> [SET EXERCISE] Skip every line before the one containing "of the control", then copy that line and the rest of the entries below exactly, through the last line.

(Entries from a point annotation set)
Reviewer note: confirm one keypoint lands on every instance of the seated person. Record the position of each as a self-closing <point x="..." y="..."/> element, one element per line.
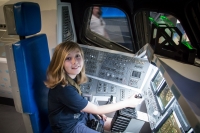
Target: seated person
<point x="69" y="112"/>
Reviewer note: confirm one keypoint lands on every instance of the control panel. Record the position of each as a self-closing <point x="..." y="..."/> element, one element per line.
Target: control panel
<point x="164" y="112"/>
<point x="123" y="69"/>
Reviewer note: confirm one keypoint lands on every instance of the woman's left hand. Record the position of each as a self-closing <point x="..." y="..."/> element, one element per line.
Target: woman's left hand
<point x="102" y="116"/>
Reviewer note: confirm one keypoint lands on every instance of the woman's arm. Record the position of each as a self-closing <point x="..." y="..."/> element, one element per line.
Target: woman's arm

> [SOLUTION BELOW]
Reviewer note: confirm one keypoint lands on every instance of the control panel. Record the position of each as a self-closing <point x="..." y="..."/> element, one element per line.
Target: control panel
<point x="164" y="112"/>
<point x="123" y="69"/>
Reviewer note: confirm one keypoint lands on every instance of the woman's left hand. Record the position of each as a self-closing <point x="..." y="..."/> element, one element per line.
Target: woman's left hand
<point x="102" y="116"/>
Reviewer note: confirm one keypoint lands on every instance of the woman's arm. Record the position of each as a self-closing <point x="..." y="..."/> element, one element per line.
Target: woman's arm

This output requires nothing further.